'''
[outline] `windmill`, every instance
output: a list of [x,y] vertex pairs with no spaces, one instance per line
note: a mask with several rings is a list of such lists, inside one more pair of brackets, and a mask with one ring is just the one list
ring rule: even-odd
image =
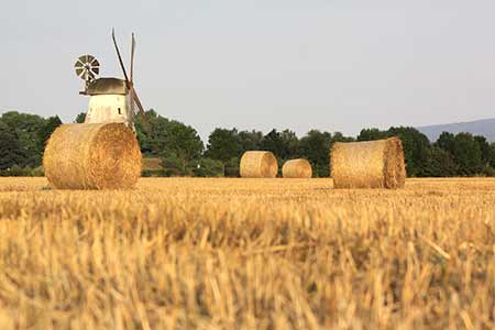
'''
- THE TASK: Rewrite the rows above, changing "instance" to "object" wherever it appears and keeping everything else the same. Leave the pictures out.

- SOLUTION FOR THIS EXERCISE:
[outline] `windmill`, every object
output: a list of [x,y] vertex pairs with no spaces, one object per line
note: a mask with several rings is a list of such lists, inside one more pair of brackets, and a mask with one ring is just the one list
ring rule: even-odd
image =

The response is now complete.